Task material:
________________________

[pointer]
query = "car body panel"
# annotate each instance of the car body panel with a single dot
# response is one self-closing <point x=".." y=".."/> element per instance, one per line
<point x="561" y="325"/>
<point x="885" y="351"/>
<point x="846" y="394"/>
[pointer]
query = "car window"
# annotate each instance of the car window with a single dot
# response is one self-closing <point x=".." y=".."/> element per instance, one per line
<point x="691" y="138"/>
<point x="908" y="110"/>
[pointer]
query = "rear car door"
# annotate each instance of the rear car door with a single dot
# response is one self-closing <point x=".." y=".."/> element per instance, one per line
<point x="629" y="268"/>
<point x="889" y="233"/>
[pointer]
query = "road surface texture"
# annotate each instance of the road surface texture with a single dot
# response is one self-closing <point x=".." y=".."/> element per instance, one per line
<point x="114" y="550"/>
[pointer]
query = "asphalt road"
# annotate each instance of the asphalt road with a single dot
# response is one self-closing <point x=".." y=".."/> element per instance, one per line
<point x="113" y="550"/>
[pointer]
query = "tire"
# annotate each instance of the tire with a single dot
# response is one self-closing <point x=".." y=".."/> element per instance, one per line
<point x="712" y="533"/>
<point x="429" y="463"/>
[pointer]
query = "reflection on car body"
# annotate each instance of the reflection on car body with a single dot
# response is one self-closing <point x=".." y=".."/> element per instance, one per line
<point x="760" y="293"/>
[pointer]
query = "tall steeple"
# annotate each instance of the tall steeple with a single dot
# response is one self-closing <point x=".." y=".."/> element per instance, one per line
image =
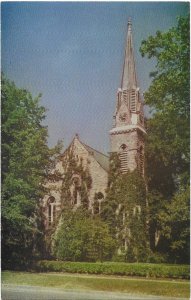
<point x="127" y="134"/>
<point x="129" y="78"/>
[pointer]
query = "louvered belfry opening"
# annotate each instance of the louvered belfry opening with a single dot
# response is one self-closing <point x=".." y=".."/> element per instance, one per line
<point x="133" y="100"/>
<point x="141" y="160"/>
<point x="123" y="156"/>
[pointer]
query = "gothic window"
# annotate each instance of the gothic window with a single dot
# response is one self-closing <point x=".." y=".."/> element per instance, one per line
<point x="133" y="101"/>
<point x="125" y="96"/>
<point x="141" y="160"/>
<point x="51" y="210"/>
<point x="123" y="156"/>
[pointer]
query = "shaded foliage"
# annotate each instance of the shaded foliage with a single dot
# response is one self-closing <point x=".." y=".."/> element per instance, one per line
<point x="167" y="144"/>
<point x="26" y="160"/>
<point x="82" y="238"/>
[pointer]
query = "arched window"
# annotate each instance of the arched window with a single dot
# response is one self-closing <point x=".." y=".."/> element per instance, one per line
<point x="51" y="210"/>
<point x="123" y="156"/>
<point x="141" y="160"/>
<point x="133" y="100"/>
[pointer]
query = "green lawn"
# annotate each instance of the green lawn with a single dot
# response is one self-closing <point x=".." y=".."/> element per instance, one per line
<point x="170" y="288"/>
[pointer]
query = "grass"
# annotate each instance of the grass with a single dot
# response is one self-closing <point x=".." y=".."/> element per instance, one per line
<point x="169" y="288"/>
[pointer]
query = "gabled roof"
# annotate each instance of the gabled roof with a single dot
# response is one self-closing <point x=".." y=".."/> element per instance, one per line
<point x="101" y="158"/>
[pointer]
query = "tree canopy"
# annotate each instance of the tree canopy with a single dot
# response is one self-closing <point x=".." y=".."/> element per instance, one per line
<point x="26" y="160"/>
<point x="167" y="144"/>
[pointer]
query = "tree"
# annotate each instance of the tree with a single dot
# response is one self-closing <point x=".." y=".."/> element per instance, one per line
<point x="82" y="237"/>
<point x="168" y="96"/>
<point x="125" y="212"/>
<point x="26" y="160"/>
<point x="175" y="226"/>
<point x="167" y="144"/>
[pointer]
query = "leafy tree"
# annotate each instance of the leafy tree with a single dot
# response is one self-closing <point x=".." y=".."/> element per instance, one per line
<point x="167" y="144"/>
<point x="125" y="212"/>
<point x="26" y="160"/>
<point x="175" y="226"/>
<point x="81" y="237"/>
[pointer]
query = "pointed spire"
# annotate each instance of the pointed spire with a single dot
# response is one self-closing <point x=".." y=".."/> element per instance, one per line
<point x="129" y="79"/>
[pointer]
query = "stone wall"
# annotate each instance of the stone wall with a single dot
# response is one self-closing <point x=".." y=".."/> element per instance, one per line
<point x="98" y="175"/>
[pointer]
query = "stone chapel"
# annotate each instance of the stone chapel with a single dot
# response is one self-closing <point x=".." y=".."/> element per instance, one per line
<point x="126" y="137"/>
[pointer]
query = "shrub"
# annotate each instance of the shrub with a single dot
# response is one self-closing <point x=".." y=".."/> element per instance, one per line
<point x="114" y="268"/>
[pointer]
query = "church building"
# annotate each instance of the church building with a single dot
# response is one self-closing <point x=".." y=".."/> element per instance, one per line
<point x="85" y="169"/>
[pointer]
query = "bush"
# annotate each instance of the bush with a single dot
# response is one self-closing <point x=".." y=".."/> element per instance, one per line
<point x="112" y="268"/>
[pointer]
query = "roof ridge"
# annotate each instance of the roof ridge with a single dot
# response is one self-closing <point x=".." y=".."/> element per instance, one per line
<point x="94" y="149"/>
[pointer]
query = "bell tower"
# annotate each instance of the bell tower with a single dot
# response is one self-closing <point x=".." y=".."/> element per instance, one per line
<point x="127" y="134"/>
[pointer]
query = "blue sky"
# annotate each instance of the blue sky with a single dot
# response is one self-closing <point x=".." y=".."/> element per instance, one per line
<point x="72" y="52"/>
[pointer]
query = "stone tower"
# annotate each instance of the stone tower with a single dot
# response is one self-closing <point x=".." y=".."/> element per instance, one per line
<point x="127" y="134"/>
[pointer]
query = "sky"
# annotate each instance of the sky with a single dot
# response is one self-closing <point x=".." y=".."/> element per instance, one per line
<point x="72" y="53"/>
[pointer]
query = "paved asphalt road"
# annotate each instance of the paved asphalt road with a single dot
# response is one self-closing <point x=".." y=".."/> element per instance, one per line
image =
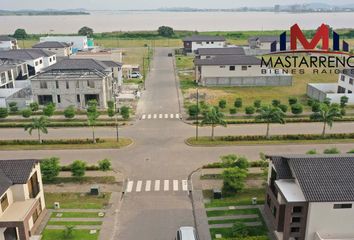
<point x="159" y="154"/>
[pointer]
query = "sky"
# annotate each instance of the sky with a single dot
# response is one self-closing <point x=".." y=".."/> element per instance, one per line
<point x="148" y="4"/>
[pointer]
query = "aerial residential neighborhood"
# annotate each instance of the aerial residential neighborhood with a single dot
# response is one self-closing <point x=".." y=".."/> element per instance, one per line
<point x="181" y="123"/>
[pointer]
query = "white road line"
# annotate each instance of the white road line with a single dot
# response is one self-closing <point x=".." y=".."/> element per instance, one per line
<point x="157" y="185"/>
<point x="184" y="185"/>
<point x="175" y="185"/>
<point x="148" y="186"/>
<point x="138" y="186"/>
<point x="130" y="186"/>
<point x="166" y="185"/>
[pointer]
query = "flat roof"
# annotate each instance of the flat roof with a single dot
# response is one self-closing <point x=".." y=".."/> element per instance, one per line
<point x="290" y="190"/>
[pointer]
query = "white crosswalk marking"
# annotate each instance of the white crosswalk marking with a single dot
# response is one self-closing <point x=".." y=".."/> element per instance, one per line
<point x="148" y="186"/>
<point x="166" y="185"/>
<point x="184" y="185"/>
<point x="130" y="186"/>
<point x="175" y="185"/>
<point x="157" y="185"/>
<point x="138" y="186"/>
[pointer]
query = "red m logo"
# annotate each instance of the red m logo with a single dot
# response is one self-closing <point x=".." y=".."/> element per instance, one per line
<point x="297" y="34"/>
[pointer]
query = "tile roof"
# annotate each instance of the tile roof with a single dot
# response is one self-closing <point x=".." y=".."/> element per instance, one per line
<point x="322" y="178"/>
<point x="15" y="172"/>
<point x="25" y="54"/>
<point x="204" y="38"/>
<point x="221" y="51"/>
<point x="51" y="44"/>
<point x="228" y="60"/>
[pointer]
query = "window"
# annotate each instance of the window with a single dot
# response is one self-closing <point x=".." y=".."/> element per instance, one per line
<point x="342" y="206"/>
<point x="297" y="209"/>
<point x="4" y="202"/>
<point x="43" y="84"/>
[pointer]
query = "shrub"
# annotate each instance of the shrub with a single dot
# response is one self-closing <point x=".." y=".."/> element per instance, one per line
<point x="104" y="165"/>
<point x="78" y="168"/>
<point x="250" y="110"/>
<point x="292" y="100"/>
<point x="50" y="168"/>
<point x="238" y="103"/>
<point x="69" y="112"/>
<point x="222" y="103"/>
<point x="331" y="151"/>
<point x="34" y="106"/>
<point x="4" y="113"/>
<point x="275" y="103"/>
<point x="26" y="113"/>
<point x="233" y="110"/>
<point x="257" y="103"/>
<point x="283" y="108"/>
<point x="297" y="108"/>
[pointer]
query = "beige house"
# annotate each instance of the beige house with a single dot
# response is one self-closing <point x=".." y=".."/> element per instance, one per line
<point x="21" y="198"/>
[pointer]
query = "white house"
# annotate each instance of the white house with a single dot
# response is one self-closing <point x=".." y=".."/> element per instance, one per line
<point x="61" y="49"/>
<point x="237" y="70"/>
<point x="193" y="43"/>
<point x="311" y="197"/>
<point x="334" y="91"/>
<point x="22" y="199"/>
<point x="79" y="43"/>
<point x="7" y="43"/>
<point x="36" y="59"/>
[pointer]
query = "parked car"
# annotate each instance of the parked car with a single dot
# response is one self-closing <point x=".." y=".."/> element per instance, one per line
<point x="135" y="75"/>
<point x="186" y="233"/>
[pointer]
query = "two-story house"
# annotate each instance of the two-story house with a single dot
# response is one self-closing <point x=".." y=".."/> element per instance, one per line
<point x="311" y="197"/>
<point x="74" y="82"/>
<point x="22" y="204"/>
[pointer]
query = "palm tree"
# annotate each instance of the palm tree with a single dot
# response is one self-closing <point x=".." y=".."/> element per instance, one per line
<point x="40" y="124"/>
<point x="213" y="117"/>
<point x="327" y="115"/>
<point x="270" y="114"/>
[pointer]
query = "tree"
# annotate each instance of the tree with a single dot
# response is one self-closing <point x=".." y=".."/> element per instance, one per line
<point x="78" y="168"/>
<point x="69" y="112"/>
<point x="20" y="34"/>
<point x="234" y="180"/>
<point x="92" y="116"/>
<point x="49" y="110"/>
<point x="26" y="113"/>
<point x="213" y="117"/>
<point x="297" y="108"/>
<point x="125" y="112"/>
<point x="4" y="113"/>
<point x="104" y="165"/>
<point x="327" y="115"/>
<point x="165" y="31"/>
<point x="50" y="168"/>
<point x="270" y="114"/>
<point x="40" y="124"/>
<point x="86" y="31"/>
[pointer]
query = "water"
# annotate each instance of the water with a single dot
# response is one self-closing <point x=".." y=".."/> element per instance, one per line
<point x="107" y="21"/>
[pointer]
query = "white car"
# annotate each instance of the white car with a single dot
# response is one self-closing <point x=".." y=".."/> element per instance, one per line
<point x="186" y="233"/>
<point x="135" y="75"/>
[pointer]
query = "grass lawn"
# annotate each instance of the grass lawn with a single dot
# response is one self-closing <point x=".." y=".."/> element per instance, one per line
<point x="76" y="215"/>
<point x="76" y="200"/>
<point x="49" y="234"/>
<point x="107" y="144"/>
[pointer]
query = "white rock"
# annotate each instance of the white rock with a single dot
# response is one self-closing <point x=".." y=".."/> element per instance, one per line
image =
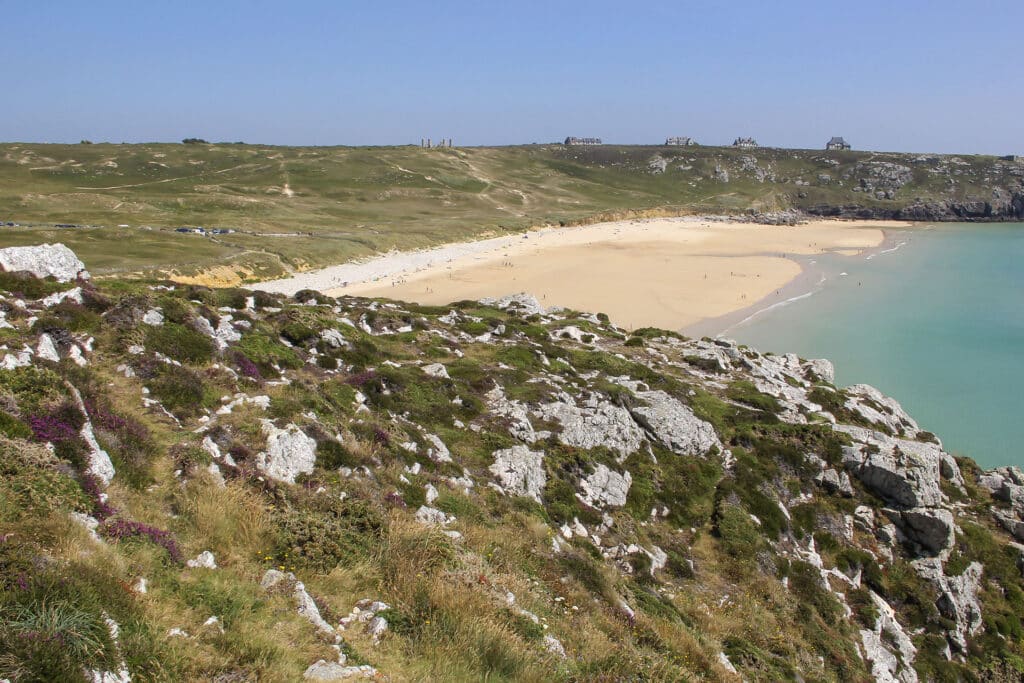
<point x="519" y="472"/>
<point x="332" y="671"/>
<point x="436" y="370"/>
<point x="554" y="646"/>
<point x="59" y="297"/>
<point x="433" y="516"/>
<point x="44" y="261"/>
<point x="289" y="453"/>
<point x="334" y="338"/>
<point x="674" y="424"/>
<point x="594" y="423"/>
<point x="430" y="494"/>
<point x="605" y="487"/>
<point x="154" y="316"/>
<point x="437" y="452"/>
<point x="47" y="349"/>
<point x="204" y="560"/>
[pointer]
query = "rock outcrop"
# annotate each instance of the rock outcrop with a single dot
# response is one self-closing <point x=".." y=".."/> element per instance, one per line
<point x="519" y="472"/>
<point x="289" y="453"/>
<point x="44" y="261"/>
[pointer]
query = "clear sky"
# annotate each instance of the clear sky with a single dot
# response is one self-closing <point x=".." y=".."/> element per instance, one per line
<point x="896" y="75"/>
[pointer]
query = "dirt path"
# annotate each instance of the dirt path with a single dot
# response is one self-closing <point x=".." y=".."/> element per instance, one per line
<point x="183" y="177"/>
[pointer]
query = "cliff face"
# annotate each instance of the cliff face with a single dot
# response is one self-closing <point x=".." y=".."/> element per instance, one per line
<point x="1003" y="207"/>
<point x="216" y="484"/>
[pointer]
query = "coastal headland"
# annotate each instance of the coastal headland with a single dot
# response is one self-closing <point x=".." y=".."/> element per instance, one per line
<point x="669" y="272"/>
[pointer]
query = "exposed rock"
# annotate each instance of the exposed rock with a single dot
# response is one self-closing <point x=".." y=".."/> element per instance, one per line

________________________

Problem to work on: Output must consist only of the listing's lines from the first through the line with "# annotate each instance of the car window", reproduced word for word.

Reply to the exercise:
[pointer]
query = "car body panel"
# annotate each instance of the car body panel with a single dot
# response is one self-closing <point x=".." y=".."/> element per instance, one per line
<point x="561" y="325"/>
<point x="885" y="351"/>
<point x="846" y="394"/>
[pointer]
query = "car window"
# annotate each instance of the car window with a single dot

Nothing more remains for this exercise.